---------- DONNÉES RELEVÉES ----------

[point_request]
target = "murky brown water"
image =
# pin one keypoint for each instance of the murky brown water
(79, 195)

----------
---------- DONNÉES RELEVÉES ----------

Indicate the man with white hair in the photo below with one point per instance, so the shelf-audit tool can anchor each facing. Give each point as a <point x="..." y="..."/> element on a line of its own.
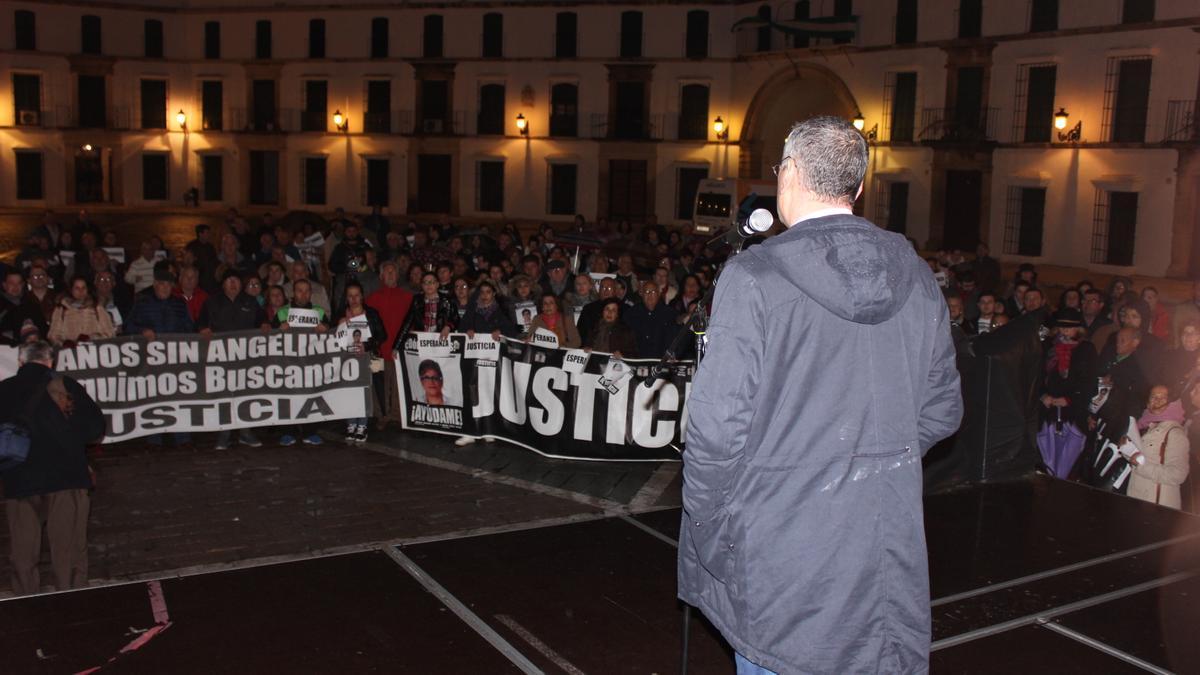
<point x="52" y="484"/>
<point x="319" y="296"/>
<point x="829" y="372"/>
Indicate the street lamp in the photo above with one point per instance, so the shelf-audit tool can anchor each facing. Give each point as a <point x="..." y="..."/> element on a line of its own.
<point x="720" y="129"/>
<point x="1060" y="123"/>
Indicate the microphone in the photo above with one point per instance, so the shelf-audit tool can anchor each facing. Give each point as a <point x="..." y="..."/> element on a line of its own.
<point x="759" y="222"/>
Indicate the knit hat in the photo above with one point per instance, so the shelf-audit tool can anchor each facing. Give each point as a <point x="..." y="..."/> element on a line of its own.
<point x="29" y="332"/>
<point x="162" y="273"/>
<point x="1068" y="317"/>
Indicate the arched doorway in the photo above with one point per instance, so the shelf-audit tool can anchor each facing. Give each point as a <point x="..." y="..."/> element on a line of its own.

----------

__PETIT EXERCICE__. Dans la liste, reprends les lignes depuis celle qui contient « Indicate the knit » jusqu'à celle qui contient « Indicate the arched », toutes les deux comprises. Remplace « shelf-audit tool » par « stock-check tool » et laisse tout le reste tel quel.

__SOLUTION__.
Indicate the knit hat in the photo above with one point per instance, so the stock-check tool can anchor each facing. Give each point as a <point x="..." y="..."/> element on a line of its own.
<point x="29" y="332"/>
<point x="162" y="273"/>
<point x="1068" y="317"/>
Indicate the arched doorway in the photo above with one point per instance, so the stock-check tool can anchor each facing. Give each point as a <point x="..." y="..."/> element on a line of its own.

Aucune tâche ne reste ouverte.